[Recorded information]

* * * * * * * * *

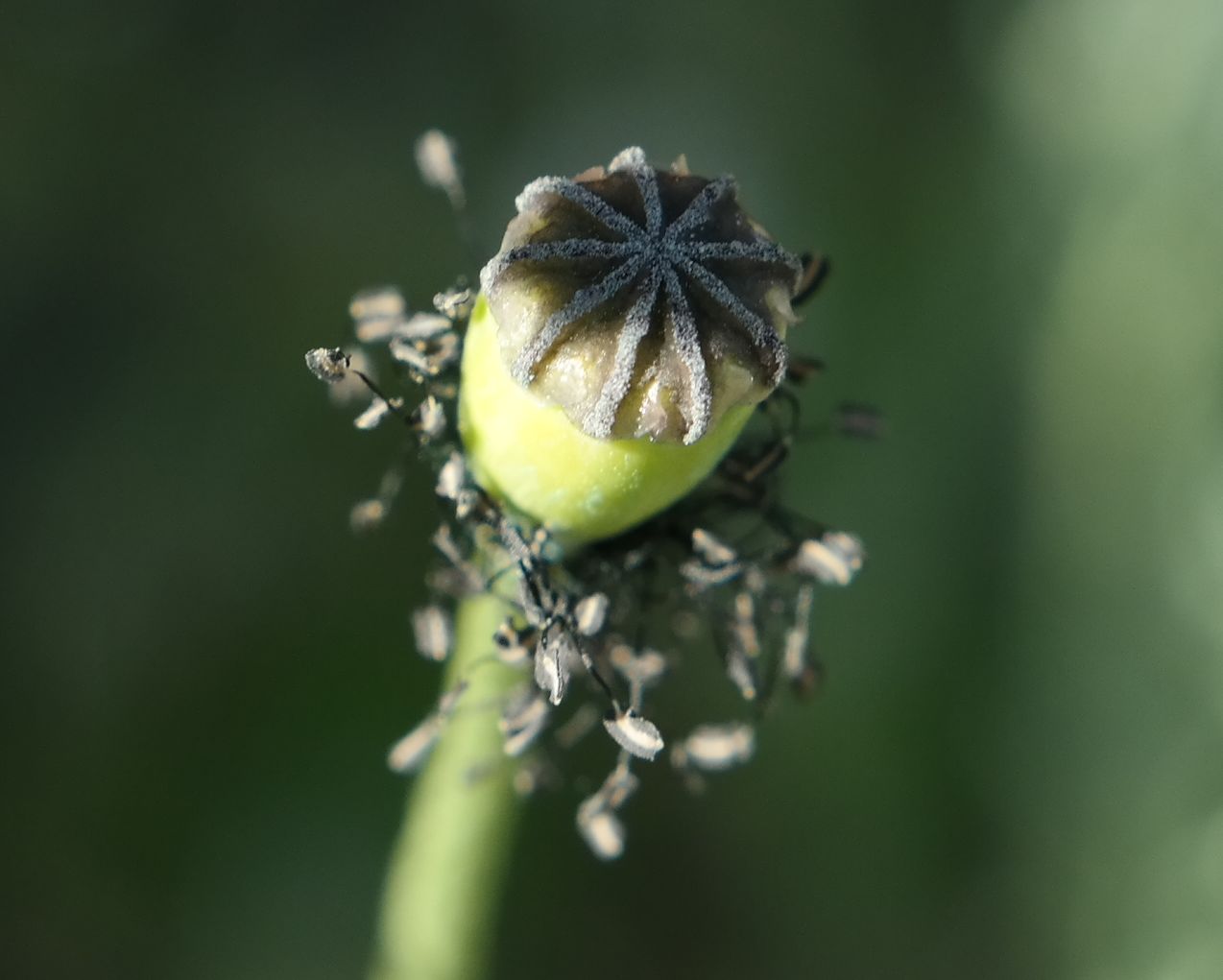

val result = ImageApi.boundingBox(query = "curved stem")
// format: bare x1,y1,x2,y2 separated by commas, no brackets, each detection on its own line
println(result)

* * * * * * * * *

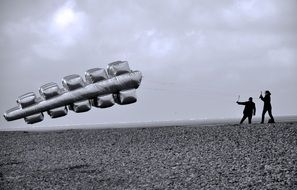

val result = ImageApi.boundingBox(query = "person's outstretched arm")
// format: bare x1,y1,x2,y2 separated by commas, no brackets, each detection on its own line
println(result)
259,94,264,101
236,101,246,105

* * * * * * * * *

[What to do] From the rows above, keep only the lines that contain the string "result", and treat uppercase and lowercase as different.

[Solution below]
val result = ImageApi.boundingBox(query = "curved stem")
println(result)
val result = ImageApi.boundingBox(query = "person's outstretched arm")
println(result)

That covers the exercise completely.